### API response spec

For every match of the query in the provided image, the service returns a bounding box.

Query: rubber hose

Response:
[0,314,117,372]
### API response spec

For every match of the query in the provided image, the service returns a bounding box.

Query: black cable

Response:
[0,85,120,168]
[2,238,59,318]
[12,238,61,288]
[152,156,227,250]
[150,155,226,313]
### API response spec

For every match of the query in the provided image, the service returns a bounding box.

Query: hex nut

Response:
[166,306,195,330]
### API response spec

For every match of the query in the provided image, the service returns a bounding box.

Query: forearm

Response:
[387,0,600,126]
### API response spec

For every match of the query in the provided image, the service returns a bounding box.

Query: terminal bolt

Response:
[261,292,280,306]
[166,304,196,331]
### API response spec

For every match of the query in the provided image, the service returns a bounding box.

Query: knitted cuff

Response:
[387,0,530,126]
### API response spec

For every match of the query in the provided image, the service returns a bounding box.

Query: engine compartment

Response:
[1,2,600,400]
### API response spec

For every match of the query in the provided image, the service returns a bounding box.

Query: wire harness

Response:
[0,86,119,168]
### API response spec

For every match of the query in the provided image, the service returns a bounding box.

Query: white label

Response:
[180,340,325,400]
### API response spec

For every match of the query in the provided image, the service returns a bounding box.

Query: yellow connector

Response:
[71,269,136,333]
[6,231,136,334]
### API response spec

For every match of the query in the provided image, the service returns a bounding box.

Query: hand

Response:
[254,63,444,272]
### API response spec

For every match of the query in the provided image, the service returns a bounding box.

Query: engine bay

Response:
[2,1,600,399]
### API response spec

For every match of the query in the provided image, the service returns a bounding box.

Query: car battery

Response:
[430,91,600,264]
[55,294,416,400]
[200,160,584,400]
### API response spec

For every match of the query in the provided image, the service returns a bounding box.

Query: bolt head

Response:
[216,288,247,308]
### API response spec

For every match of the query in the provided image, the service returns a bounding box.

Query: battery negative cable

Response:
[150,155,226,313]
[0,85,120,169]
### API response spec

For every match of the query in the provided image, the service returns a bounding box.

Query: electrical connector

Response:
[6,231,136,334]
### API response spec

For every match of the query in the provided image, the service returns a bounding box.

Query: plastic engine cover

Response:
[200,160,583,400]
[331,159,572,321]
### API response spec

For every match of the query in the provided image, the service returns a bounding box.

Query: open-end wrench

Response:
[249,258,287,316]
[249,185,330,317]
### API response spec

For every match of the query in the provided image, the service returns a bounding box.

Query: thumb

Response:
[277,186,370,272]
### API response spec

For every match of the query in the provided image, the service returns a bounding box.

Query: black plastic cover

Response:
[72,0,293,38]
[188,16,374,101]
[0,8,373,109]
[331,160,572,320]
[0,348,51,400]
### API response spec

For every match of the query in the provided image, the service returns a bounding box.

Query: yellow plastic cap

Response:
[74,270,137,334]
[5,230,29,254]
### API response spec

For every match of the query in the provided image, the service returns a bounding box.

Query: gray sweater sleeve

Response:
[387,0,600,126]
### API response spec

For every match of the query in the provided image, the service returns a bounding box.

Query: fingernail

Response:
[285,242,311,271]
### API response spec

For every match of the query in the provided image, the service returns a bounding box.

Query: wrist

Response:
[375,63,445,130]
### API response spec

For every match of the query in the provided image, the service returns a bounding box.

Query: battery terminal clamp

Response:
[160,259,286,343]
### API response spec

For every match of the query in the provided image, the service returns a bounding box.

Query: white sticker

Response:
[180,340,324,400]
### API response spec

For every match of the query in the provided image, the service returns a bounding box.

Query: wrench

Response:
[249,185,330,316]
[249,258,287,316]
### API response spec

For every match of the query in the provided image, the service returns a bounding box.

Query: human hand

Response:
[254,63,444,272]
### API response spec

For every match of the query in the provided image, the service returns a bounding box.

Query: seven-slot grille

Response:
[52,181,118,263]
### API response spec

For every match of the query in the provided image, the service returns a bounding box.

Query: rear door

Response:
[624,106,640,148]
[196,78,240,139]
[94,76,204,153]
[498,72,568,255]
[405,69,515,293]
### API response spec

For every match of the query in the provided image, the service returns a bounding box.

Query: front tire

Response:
..........
*TASK:*
Reproduce the entries above in full, so that each one reads exactly as before.

*RESULT OF THIS EXERCISE:*
### API response spec

For every match of the query in the provided image, the service returns a bounding box.

Query: rubber hose

Response:
[0,314,117,372]
### API response spec

For every match of the query in the provided image, the service returns a bounding box.

Query: black cable

Response:
[0,85,120,168]
[2,238,59,318]
[12,238,61,288]
[152,156,227,250]
[150,155,226,313]
### API response spec

For every match of the query in the provided image, the service returns a bounding box.

Query: hex nut

Response:
[166,306,195,330]
### API response spec

For every match of the query in the provided image, the service returns a bounding box.

Query: forearm

Response:
[387,0,600,126]
### API response spec

For every match of the query in the provided image, the service returns a bounding box.

Query: terminal bolt

Response:
[261,292,280,306]
[166,304,196,331]
### API response spec

For every match of the query in the provided image, the service returns a bounding box.

Query: knitted cuff

Response:
[387,0,530,126]
### API response spec

For every match of the query in the provided image, the service returns a bounding box.

Query: engine compartment

Response:
[1,2,600,400]
### API response spec

For every match of the query in the provided image, the service returns a bounding box.

Query: wire harness

Response:
[0,86,119,168]
### API response spec

For every match of the query in the provided image, the service returns a bounding box.

Query: white label

Response:
[180,340,325,400]
### API response spec

For every match of the query in the provided image, the service returns a bounding box.

Query: yellow connector

Response:
[71,269,136,333]
[6,231,136,334]
### API response spec

For every match of the query in the provided image, the service returns a bounding box.

Query: hand

Response:
[254,63,444,272]
### API response spec

For every match of the query in the provided image, the service returns a bounding box.

Query: engine bay

Response:
[2,1,600,399]
### API response spec

For every match of the query in the provided image, the service returns a bounding box.

Query: car battery

Response:
[430,91,600,264]
[55,294,416,400]
[200,160,584,400]
### API response spec

For every match of the query in the provided image, the service returns a bounding box.

Query: bolt head

Response:
[216,288,247,308]
### API response spec

For every match of the query in the provided image, the service returns a bounding box.

Query: battery negative cable

Response:
[150,155,226,313]
[0,85,120,169]
### API response spec

For every match of the query in the provided image, the service returns a bounding box.

Query: electrical connector

Response:
[6,231,136,334]
### API response spec

For every match of the query in the provided image, the service returns a bounding box.

Query: plastic engine cover

Response:
[200,160,583,400]
[331,159,572,321]
### API response spec

For every match of the query in the provided image, the service returns a bounding box.

Query: open-end wrench

Response:
[249,258,287,316]
[249,185,330,317]
### API response spec

For every match of the query in the provided image, the service returns a bounding box.

Query: thumb

Response:
[277,186,370,272]
### API response spec

For every match of the query in the provided image, the service returns a bounding box.

Query: black plastic cover

Response:
[72,0,293,38]
[188,16,374,101]
[0,8,373,109]
[331,160,572,320]
[0,348,51,400]
### API response spec

For every match of the query in the provided image, the service returns a bounding box.

Query: yellow plastic cap

Response:
[74,270,137,334]
[5,230,29,254]
### API response spec

For every match of the query in the provided image, the service returns a bounding box.

Query: gray sweater sleeve

Response:
[387,0,600,126]
### API response spec

For every match of the query in the provided image, the service returns a bounding box.

Query: fingernail

Response:
[285,242,311,271]
### API response spec

For every match of the query in the provided image, the service returns a bounding box.

Query: wrist

Response:
[375,63,445,130]
### API response spec

For every match of the query in the provided image, the service returns a bounding box.

Query: battery terminal clamp

Response:
[160,259,286,343]
### API response spec

For every match of the query in the provided image, the service returns a bounding box.

Query: white sticker

Response:
[180,340,324,400]
### API response spec

For every match of the query in the provided image, the service returns a bounding box.

Query: wrench

Response:
[249,185,330,316]
[249,258,287,316]
### API response spec

For every match of the query in the provided image, the service returns a bounding box.

Query: human hand

Response:
[254,63,444,272]
### API response spec

For every match of the query in the provided image, the service returns a bounding box.

Query: seven-slot grille

Response:
[52,181,118,263]
### API response spec

For every match of the query in the provided image, the service returns a bounding box.

Query: rear door

Response:
[624,106,640,148]
[196,78,240,139]
[94,76,204,153]
[498,72,568,255]
[405,69,515,293]
### API response spec

For every match of the query in the provided image, the service returns a bounding box.

Query: front tire

Response:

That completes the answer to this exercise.